- [Text segment]:

HAProxy Monitoring with Prometheus: Complete Observability Guide

HAProxy Monitoring with Prometheus: Complete Observability Guide

Monitoring HAProxy is essential for maintaining reliable load balancing infrastructure. Prometheus provides powerful metrics collection, alerting capabilities, and seamless Grafana integration for visualizing HAProxy performance and health.

Why Prometheus for HAProxy?

Prometheus offers:

  • Pull-based metrics - Prometheus scrapes HAProxy metrics endpoints
  • Time-series database - Store historical data for trend analysis
  • Powerful queries - PromQL for complex metric analysis
  • Alerting - Define rules for proactive incident detection
  • Grafana integration - Beautiful dashboards and visualizations

HAProxy Built-in Prometheus Support

HAProxy 2.0+ includes native Prometheus metrics export via the built-in Prometheus exporter.

Enable Prometheus Metrics in HAProxy

Add to /etc/haproxy/haproxy.cfg:

global
    log /dev/log local0
    chroot /var/lib/haproxy
    stats socket /run/haproxy/admin.sock mode 660 level admin expose-fd listeners
    stats timeout 30s
    user haproxy
    group haproxy
    daemon

defaults
    log global
    mode http
    option httplog
    option dontlognull
    timeout connect 5000
    timeout client 50000
    timeout server 50000

# Prometheus metrics frontend
frontend prometheus
    bind *:8405
    mode http
    http-request use-service prometheus-exporter if { path /metrics }
    no log
    stats enable
    stats uri /stats
    stats refresh 10s

# Stats page for human viewing
frontend stats
    bind *:8404
    mode http
    stats enable
    stats uri /stats
    stats refresh 10s
    stats admin if LOCALHOST

# Application frontends and backends
frontend http_front
    bind *:80
    bind *:443 ssl crt /etc/haproxy/certs/
    default_backend web_servers

backend web_servers
    balance roundrobin
    option httpchk GET /health
    server web1 192.168.1.10:8080 check
    server web2 192.168.1.11:8080 check
    server web3 192.168.1.12:8080 check

Verify Metrics Endpoint

# Test Prometheus metrics endpoint
curl http://localhost:8405/metrics

# Sample output:
# HELP haproxy_process_nbthread Number of threads
# TYPE haproxy_process_nbthread gauge
haproxy_process_nbthread 4
# HELP haproxy_process_current_connections Current number of connections
# TYPE haproxy_process_current_connections gauge
haproxy_process_current_connections 42

Prometheus Configuration

Basic Prometheus Setup

Create /etc/prometheus/prometheus.yml:

global:
  scrape_interval: 15s
  evaluation_interval: 15s

alerting:
  alertmanagers:
    - static_configs:
        - targets:
          - alertmanager:9093

rule_files:
  - "haproxy_alerts.yml"

- [Records provided]:
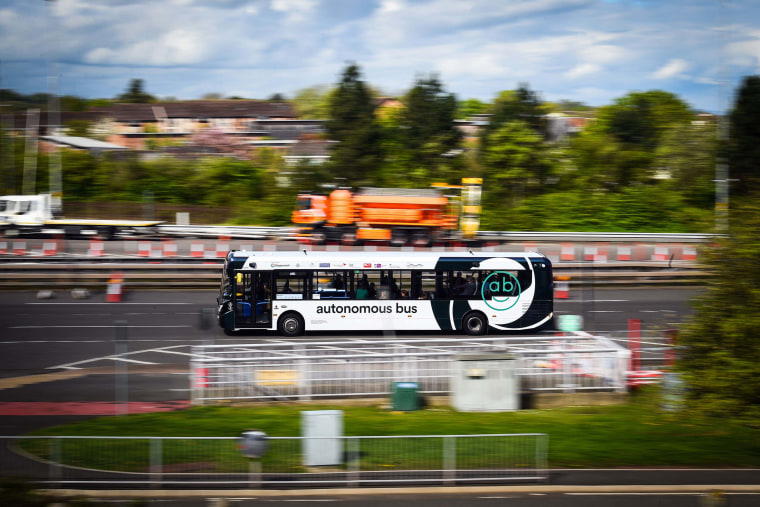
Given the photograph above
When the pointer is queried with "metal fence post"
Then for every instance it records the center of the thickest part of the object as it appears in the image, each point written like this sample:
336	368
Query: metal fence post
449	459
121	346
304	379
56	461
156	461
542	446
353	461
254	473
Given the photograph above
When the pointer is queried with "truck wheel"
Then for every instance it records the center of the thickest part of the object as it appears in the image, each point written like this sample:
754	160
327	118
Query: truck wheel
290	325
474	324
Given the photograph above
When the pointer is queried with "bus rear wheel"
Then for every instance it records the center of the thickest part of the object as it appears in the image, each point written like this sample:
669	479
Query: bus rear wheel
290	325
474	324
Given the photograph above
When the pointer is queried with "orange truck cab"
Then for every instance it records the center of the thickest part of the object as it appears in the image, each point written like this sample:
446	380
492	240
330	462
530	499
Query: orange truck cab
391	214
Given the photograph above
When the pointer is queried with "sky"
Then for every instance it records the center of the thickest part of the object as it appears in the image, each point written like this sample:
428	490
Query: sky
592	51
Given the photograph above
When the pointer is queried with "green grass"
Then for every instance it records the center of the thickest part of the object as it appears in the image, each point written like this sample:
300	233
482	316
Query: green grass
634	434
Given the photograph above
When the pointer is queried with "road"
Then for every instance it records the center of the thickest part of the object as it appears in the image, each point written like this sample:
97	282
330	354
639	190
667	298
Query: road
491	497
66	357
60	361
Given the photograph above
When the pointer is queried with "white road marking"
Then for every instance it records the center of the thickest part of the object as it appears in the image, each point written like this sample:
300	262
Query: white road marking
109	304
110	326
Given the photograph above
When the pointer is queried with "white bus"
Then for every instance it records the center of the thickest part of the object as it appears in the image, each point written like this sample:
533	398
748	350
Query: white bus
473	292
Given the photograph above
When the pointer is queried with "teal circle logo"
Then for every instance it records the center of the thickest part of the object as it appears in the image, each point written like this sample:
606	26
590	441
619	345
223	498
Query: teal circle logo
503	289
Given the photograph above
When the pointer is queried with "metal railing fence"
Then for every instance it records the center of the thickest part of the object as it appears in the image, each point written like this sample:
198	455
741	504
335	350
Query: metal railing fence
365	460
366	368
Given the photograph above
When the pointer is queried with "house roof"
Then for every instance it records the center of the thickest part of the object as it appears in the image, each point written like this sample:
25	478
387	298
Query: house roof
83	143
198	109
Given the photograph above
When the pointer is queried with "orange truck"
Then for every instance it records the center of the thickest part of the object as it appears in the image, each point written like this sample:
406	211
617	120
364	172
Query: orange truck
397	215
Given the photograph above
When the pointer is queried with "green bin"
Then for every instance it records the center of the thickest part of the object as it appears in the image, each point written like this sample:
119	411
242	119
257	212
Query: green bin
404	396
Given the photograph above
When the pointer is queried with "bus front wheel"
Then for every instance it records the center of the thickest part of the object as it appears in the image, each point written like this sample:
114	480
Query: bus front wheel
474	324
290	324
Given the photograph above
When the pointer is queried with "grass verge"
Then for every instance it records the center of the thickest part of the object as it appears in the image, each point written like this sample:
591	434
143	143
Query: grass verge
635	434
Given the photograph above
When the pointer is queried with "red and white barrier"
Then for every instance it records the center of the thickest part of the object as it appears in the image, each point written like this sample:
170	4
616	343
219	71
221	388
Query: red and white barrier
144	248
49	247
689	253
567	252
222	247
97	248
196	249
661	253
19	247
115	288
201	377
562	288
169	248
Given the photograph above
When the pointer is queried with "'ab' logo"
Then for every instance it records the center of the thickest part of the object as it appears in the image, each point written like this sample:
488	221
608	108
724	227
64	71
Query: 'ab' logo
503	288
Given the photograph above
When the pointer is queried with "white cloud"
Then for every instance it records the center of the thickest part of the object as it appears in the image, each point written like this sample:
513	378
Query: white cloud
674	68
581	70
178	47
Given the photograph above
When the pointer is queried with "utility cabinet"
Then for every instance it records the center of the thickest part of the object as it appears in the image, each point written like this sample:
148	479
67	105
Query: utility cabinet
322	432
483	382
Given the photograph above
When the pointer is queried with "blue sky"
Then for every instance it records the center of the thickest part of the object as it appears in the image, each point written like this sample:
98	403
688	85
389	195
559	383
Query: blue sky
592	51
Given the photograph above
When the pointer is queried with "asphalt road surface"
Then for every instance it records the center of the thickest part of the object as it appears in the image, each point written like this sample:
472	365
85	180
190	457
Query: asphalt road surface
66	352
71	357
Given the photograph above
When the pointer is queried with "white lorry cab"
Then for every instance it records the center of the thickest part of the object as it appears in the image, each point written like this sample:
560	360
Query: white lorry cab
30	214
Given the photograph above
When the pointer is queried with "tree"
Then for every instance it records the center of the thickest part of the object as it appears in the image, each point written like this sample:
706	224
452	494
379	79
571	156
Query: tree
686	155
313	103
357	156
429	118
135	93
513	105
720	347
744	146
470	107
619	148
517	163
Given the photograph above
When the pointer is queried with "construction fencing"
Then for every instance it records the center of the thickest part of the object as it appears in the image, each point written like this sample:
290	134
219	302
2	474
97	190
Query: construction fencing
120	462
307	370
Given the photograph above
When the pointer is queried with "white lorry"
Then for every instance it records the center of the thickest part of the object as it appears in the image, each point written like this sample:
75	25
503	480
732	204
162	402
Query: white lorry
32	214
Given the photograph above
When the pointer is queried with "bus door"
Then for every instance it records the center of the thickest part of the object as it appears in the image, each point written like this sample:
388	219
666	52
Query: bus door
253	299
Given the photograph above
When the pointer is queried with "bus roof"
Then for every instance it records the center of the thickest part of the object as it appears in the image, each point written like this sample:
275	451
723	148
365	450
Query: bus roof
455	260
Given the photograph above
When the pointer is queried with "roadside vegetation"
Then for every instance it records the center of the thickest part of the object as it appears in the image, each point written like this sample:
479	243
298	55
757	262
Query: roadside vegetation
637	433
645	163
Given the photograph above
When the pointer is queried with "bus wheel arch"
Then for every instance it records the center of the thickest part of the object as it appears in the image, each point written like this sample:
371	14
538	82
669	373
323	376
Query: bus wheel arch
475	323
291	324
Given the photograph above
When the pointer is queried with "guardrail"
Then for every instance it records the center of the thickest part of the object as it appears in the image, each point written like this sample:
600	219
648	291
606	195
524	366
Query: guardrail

- [Parts of the exercise]:
(A) In the HAProxy monitoring guide, which port does the Prometheus metrics frontend bind to?
(B) Pick up the HAProxy monitoring guide right after its last line and keep writing it.

- [Answers provided]:
(A) Port 8405

(B)
scrape_configs:
  - job_name: 'prometheus'
    static_configs:
      - targets: ['localhost:9090']

  - job_name: 'haproxy'
    static_configs:
      - targets:
        - 'haproxy1.example.com:8405'
        - 'haproxy2.example.com:8405'
    metrics_path: /metrics
    scrape_interval: 10s
    scrape_timeout: 5s

Service Discovery for Multiple HAProxy Instances

scrape_configs:
  - job_name: 'haproxy'
    file_sd_configs:
      - files:
        - '/etc/prometheus/haproxy_targets.json'
        refresh_interval: 30s

Create /etc/prometheus/haproxy_targets.json:

[
  {
    "targets": [
      "haproxy1.example.com:8405",
      "haproxy2.example.com:8405"
    ],
    "labels": {
      "env": "production",
      "dc": "dc1"
    }
  },
  {
    "targets": [
      "haproxy-staging.example.com:8405"
    ],
    "labels": {
      "env": "staging",
      "dc": "dc1"
    }
  }
]

Consul Service Discovery

scrape_configs:
  - job_name: 'haproxy'
    consul_sd_configs:
      - server: 'consul.example.com:8500'
        services:
          - 'haproxy'
    relabel_configs:
      - source_labels: [__meta_consul_tags]
        regex: .*,prometheus,.*
        action: keep
      - source_labels: [__meta_consul_service]
        target_label: job
      - source_labels: [__meta_consul_node]
        target_label: instance

Key HAProxy Metrics

Process Metrics

# Current connections
haproxy_process_current_connections

# Connection rate
rate(haproxy_process_connections_total[5m])

# Memory usage
haproxy_process_pool_allocated_bytes
haproxy_process_pool_used_bytes

# CPU usage
haproxy_process_cpu_user_seconds_total
haproxy_process_cpu_system_seconds_total

# Uptime
haproxy_process_start_time_seconds

Frontend Metrics

# Request rate per frontend
rate(haproxy_frontend_http_requests_total[5m])

# Current sessions
haproxy_frontend_current_sessions

# Bytes in/out
rate(haproxy_frontend_bytes_in_total[5m])
rate(haproxy_frontend_bytes_out_total[5m])

# HTTP response codes
rate(haproxy_frontend_http_responses_total{code="2xx"}[5m])
rate(haproxy_frontend_http_responses_total{code="4xx"}[5m])
rate(haproxy_frontend_http_responses_total{code="5xx"}[5m])

# Request errors
rate(haproxy_frontend_request_errors_total[5m])

# Denied requests
rate(haproxy_frontend_requests_denied_total[5m])

Backend Metrics

# Backend response time
haproxy_backend_response_time_average_seconds
haproxy_backend_total_time_average_seconds

# Queue length
haproxy_backend_current_queue
haproxy_backend_max_queue

# Active servers
haproxy_backend_active_servers

# Connection errors
rate(haproxy_backend_connection_errors_total[5m])

# Response errors
rate(haproxy_backend_response_errors_total[5m])

# Retry rate
rate(haproxy_backend_retry_warnings_total[5m])

# Sessions
haproxy_backend_current_sessions
haproxy_backend_max_sessions

Server Metrics

# Server status (1=UP, 0=DOWN)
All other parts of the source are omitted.